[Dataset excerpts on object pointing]
* * * * * * * * *
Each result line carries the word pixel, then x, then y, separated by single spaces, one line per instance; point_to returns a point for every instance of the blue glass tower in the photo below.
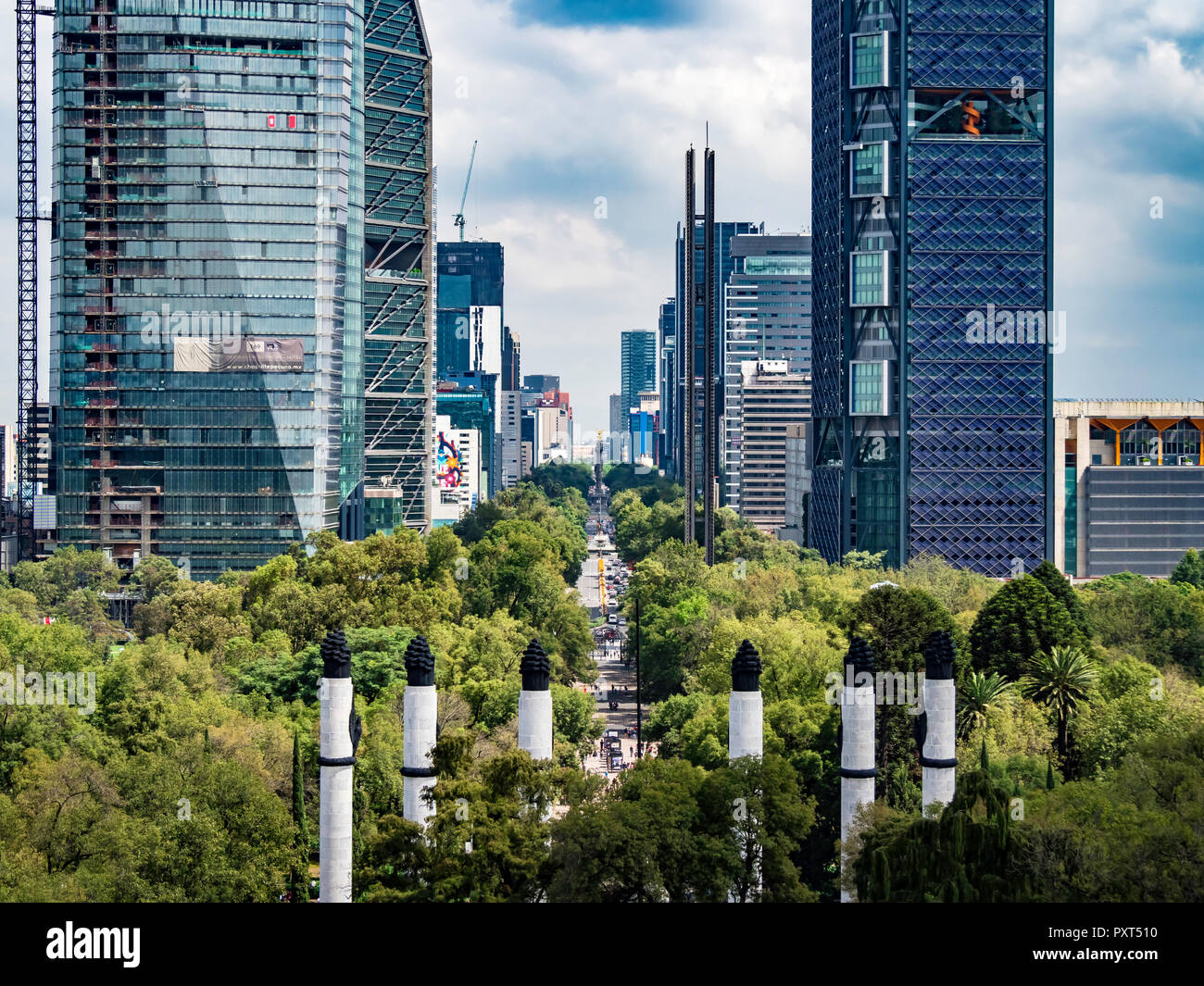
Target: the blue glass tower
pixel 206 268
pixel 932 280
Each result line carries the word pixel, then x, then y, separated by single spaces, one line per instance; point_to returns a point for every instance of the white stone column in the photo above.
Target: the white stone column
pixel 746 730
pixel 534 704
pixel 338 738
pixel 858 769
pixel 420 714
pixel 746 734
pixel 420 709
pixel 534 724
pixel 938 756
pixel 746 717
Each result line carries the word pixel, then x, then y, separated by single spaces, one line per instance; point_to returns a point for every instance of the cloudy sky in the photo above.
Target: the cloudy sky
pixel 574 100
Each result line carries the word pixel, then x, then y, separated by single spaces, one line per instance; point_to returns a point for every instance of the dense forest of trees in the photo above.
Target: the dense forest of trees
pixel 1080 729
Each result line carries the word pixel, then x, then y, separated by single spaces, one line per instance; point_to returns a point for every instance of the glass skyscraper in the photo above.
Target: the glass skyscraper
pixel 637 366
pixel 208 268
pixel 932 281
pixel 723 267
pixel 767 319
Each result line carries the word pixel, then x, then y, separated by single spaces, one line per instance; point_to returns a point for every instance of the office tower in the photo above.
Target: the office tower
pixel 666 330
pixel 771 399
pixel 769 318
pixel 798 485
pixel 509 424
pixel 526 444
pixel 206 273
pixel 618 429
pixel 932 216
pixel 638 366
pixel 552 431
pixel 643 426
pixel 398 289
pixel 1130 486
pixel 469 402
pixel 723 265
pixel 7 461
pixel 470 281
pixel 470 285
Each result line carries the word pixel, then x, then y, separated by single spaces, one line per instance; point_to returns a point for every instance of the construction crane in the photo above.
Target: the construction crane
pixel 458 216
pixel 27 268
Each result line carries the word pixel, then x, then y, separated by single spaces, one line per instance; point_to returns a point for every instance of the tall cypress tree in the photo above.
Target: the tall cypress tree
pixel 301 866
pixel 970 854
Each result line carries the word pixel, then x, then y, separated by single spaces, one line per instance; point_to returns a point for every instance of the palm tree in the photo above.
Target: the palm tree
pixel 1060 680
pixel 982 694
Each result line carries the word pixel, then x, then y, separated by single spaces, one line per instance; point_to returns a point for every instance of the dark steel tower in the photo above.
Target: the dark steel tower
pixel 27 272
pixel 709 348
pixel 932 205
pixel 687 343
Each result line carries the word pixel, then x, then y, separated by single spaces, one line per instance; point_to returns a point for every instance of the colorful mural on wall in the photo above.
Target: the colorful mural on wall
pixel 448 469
* * * * * * * * *
What you should do: Revise the material so that every "Target" becomes "Label", keeping everything else unchanged. Leave the pictures out of your answer.

Expected answer:
Each result line carries the word pixel, then x, then y, separated by single spaces, one line per instance; point_to returns a point for every instance of the blue glass tower in the photo below.
Label: the blue glass tower
pixel 206 268
pixel 932 280
Each result line carries the word pixel, then x, then y, separated by single spaces, one line per instance; point_to returns a point for every instance of the white stone column in the photo above.
Label: the white stone column
pixel 746 730
pixel 534 704
pixel 338 738
pixel 858 769
pixel 420 714
pixel 746 734
pixel 420 709
pixel 534 724
pixel 938 756
pixel 746 717
Each result line carries the word pixel, then x, then y, separated by single spaces, one line per instance; point_to returns a point for every instance of the cloudy sky in the photo above.
Label: the cloudy sky
pixel 574 100
Each result line carries the word pixel, then x, then y, separated by single spaces, one line per instance; point_to returns a point for every instance of the dense forest of trees in the photo above.
Label: the dense forest of trees
pixel 1080 729
Each result line carries the word pixel, then x, then y, separated by single spaces, one line per instance; point_to returns a point for every instance of the glass skyscraper in the photo above.
Label: the glass skyscraper
pixel 637 366
pixel 208 268
pixel 932 281
pixel 723 267
pixel 767 319
Each result line carries the word pixel, then x, then y, separated by single spaces, one line per instance; point_to returns a point for every instance of the office tower in the photo above.
Label: the office tower
pixel 666 330
pixel 771 399
pixel 769 318
pixel 798 485
pixel 509 424
pixel 526 444
pixel 206 273
pixel 618 429
pixel 932 216
pixel 638 366
pixel 552 431
pixel 643 426
pixel 398 289
pixel 1130 486
pixel 469 402
pixel 723 265
pixel 7 461
pixel 470 281
pixel 470 285
Each result line carries the word pixel, then x, then y, separated by single spaces, one line per instance; point_to returns a point for every instance of the construction crane in the photo above.
Label: the construction crane
pixel 458 216
pixel 27 268
Each result line carries the word pixel, then x, then y, separated by single spaces, one line per instance; point_to returns a point for every instance of the tall cypress tree in the photo above.
Label: the tall cypress tree
pixel 301 866
pixel 970 854
Each result line carries the word pixel, then x, then y, separated by single spaces, one line per instance; point_to returns a point for every instance of the palm tree in the photo above.
Label: the palm tree
pixel 1060 680
pixel 982 694
Each result line carries the word pixel, then x, then y, separated by single spaces, one line per instance; point_to returns a point for every instance of the dark steel tower in the photo above.
Label: the dark steel tower
pixel 27 272
pixel 709 348
pixel 932 205
pixel 687 343
Each result line carries the word pixel, then x, then y, separated by single spaces, one line per instance; point_to returns a point for every instance of the colorful mural on wall in the photo above.
Label: the colorful mural on wall
pixel 448 469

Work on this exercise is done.